=== Data section ===
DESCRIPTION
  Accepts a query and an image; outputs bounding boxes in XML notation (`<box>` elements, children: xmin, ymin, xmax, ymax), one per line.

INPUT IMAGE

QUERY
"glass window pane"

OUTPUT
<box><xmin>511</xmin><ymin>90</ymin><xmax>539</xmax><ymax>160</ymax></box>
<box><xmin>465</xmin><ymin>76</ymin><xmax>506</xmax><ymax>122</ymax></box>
===
Switch "bounding boxes" to "bounding rectangles" throughout the records and write out all their lines again, with nothing else changed.

DESCRIPTION
  Accepts a query and an image; outputs bounding rectangles in XML notation (`<box>` elements, children: xmin, ymin, xmax, ymax), one per line.

INPUT IMAGE

QUERY
"glass window pane"

OUTPUT
<box><xmin>511</xmin><ymin>90</ymin><xmax>539</xmax><ymax>160</ymax></box>
<box><xmin>465</xmin><ymin>76</ymin><xmax>506</xmax><ymax>122</ymax></box>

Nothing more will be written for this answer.